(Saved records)
Content starts

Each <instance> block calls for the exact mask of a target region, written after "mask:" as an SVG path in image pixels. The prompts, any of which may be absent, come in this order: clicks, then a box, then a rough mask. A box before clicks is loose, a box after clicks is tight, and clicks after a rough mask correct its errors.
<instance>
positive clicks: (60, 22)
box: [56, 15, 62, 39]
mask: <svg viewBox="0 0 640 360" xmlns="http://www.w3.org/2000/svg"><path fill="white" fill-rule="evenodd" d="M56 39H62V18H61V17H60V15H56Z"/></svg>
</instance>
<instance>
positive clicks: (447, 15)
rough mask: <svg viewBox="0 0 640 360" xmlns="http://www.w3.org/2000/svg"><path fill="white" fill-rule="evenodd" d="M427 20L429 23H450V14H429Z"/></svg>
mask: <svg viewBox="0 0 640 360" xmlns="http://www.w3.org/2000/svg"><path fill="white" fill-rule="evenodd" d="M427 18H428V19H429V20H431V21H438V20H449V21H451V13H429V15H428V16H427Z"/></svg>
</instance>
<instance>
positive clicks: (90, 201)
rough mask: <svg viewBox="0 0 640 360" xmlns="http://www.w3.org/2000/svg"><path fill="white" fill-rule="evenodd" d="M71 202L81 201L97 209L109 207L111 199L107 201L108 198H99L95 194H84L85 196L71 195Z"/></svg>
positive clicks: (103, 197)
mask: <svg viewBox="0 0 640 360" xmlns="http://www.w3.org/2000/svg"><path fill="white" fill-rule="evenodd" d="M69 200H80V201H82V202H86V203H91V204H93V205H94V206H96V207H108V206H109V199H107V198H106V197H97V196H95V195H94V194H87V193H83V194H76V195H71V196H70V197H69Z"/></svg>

Content ends

• _WHAT IS NEEDED_: Could you print every one of the rows above again, character for character?

• _YOUR RESPONSE_:
Each <instance> block calls for the exact mask of a target region, written after "mask:" as an SVG path in image pixels. The prompts, any of which may be absent, come in this order: clicks, then a box, then a rough mask. A box before clicks is loose, a box after clicks is tight, and clicks after a rough mask correct its errors.
<instance>
positive clicks: (60, 22)
box: [56, 15, 62, 39]
mask: <svg viewBox="0 0 640 360" xmlns="http://www.w3.org/2000/svg"><path fill="white" fill-rule="evenodd" d="M56 39H62V18H61V17H60V15H56Z"/></svg>
</instance>
<instance>
positive clicks: (447, 15)
rough mask: <svg viewBox="0 0 640 360" xmlns="http://www.w3.org/2000/svg"><path fill="white" fill-rule="evenodd" d="M427 20L429 23H450V14H429Z"/></svg>
mask: <svg viewBox="0 0 640 360" xmlns="http://www.w3.org/2000/svg"><path fill="white" fill-rule="evenodd" d="M427 18H428V19H429V20H431V21H438V20H449V21H451V13H429V15H428V16H427Z"/></svg>
</instance>
<instance>
positive clicks: (90, 201)
rough mask: <svg viewBox="0 0 640 360" xmlns="http://www.w3.org/2000/svg"><path fill="white" fill-rule="evenodd" d="M71 202L81 201L97 209L109 207L111 199L107 201L108 198H99L95 194H84L85 196L71 195Z"/></svg>
positive clicks: (103, 197)
mask: <svg viewBox="0 0 640 360" xmlns="http://www.w3.org/2000/svg"><path fill="white" fill-rule="evenodd" d="M69 200H80V201H82V202H86V203H91V204H93V205H94V206H96V207H108V206H109V199H107V198H106V197H97V196H95V195H94V194H87V193H83V194H76V195H71V196H70V197H69Z"/></svg>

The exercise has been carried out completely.